TASK INPUT:
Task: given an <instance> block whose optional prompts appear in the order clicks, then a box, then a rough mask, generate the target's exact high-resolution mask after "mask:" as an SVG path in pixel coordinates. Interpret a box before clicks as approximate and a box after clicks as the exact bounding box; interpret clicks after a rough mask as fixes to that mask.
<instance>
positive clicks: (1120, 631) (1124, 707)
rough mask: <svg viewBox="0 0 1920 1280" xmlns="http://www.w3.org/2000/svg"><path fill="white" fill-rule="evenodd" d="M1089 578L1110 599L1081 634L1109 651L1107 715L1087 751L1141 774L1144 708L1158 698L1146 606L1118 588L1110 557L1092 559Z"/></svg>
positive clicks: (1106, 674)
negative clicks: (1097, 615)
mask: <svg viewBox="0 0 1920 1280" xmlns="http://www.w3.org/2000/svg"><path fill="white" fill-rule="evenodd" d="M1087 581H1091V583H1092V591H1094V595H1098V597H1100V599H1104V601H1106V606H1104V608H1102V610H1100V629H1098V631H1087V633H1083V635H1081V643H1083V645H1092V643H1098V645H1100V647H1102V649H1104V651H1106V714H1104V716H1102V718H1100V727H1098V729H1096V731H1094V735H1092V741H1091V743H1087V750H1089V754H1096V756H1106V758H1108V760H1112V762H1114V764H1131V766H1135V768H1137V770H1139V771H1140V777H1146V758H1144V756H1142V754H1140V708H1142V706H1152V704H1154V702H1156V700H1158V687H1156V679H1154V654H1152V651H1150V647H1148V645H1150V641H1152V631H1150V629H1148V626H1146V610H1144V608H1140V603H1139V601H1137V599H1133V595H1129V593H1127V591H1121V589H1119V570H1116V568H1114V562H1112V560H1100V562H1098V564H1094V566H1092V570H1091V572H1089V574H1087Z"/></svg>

DIRECTIONS: How many lines in the entries above contain the word "clicks", with case counting? Reply with the number alone.

TASK RESPONSE: 4